Directions for this task:
Render the following material again verbatim, leaving nothing out.

Excerpt from a dataset:
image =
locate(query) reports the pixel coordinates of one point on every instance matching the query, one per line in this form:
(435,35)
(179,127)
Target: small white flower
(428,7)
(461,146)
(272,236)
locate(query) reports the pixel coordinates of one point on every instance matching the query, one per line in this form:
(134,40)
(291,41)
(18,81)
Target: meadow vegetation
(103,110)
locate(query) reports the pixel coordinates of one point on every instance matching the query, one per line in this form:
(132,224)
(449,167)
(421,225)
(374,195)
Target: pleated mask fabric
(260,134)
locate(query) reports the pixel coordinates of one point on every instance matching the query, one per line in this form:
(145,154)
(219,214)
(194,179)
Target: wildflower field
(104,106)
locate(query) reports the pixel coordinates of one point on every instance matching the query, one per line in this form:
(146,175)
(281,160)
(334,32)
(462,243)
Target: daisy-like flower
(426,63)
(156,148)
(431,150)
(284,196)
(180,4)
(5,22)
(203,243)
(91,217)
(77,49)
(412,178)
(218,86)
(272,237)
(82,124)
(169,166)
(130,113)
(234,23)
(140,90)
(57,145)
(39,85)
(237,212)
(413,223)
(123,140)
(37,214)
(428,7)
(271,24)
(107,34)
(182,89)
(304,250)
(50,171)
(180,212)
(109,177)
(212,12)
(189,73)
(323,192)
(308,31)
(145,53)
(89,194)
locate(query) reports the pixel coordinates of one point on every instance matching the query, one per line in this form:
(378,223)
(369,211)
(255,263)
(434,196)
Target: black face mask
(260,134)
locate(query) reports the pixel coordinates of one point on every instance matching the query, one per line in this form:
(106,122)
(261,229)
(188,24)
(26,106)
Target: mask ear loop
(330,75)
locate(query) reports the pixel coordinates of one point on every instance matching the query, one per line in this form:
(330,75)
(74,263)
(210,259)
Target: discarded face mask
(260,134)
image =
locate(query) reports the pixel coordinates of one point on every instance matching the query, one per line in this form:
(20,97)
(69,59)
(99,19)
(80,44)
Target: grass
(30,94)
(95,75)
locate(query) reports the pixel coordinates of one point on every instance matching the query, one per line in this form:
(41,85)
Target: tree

Exercise response:
image =
locate(query) reports the pixel coordinates of one point on every instance matching the query, one per line in this form:
(435,35)
(179,127)
Target: small white flower
(428,7)
(461,146)
(272,236)
locate(query) reports the pixel coordinates of one point on every instance matching the query, one per line in this form:
(134,40)
(291,41)
(18,81)
Target: meadow vegetation
(103,110)
locate(query) reports the pixel coordinates of one point on every instance matching the query, one per line in this form:
(132,224)
(449,167)
(421,225)
(374,195)
Target: pleated mask fabric
(260,134)
locate(query) reports the pixel coordinates of one point on every instance matching the query, one per line in this form:
(145,154)
(219,214)
(194,179)
Target: wildflower field
(104,106)
locate(query) reports the pixel coordinates of one point on every instance matching the query, one per line in this form:
(146,175)
(281,160)
(334,32)
(462,243)
Target: daisy-like flower
(426,63)
(156,148)
(431,150)
(284,196)
(180,4)
(5,22)
(203,243)
(91,217)
(77,49)
(412,178)
(218,86)
(272,237)
(82,124)
(169,166)
(130,113)
(234,23)
(140,90)
(57,145)
(39,85)
(237,212)
(413,223)
(123,140)
(37,214)
(428,7)
(271,24)
(107,34)
(182,89)
(304,250)
(50,171)
(180,212)
(109,177)
(212,12)
(189,73)
(323,192)
(308,31)
(145,53)
(89,194)
locate(query) reports the pixel coordinates of one point on every instance matching the query, one per line in this form:
(378,223)
(369,211)
(255,263)
(434,196)
Target: black face mask
(260,134)
locate(query) reports the pixel coordinates of one point on every instance matching the query, one per line in this form:
(106,122)
(261,229)
(188,24)
(26,106)
Target: mask ear loop
(330,75)
locate(query) reports the pixel coordinates of one point on every instance matching the query, one per line in this form:
(330,75)
(74,263)
(210,259)
Target: discarded face mask
(260,134)
image =
locate(query) reports the pixel coordinates of one point on every instance matching the query, one per line in this form:
(20,97)
(69,59)
(99,19)
(80,44)
Target: grass
(30,94)
(95,75)
locate(query) reports the pixel coordinates of one point on every instance matching the query, one per line in this form:
(41,85)
Target: tree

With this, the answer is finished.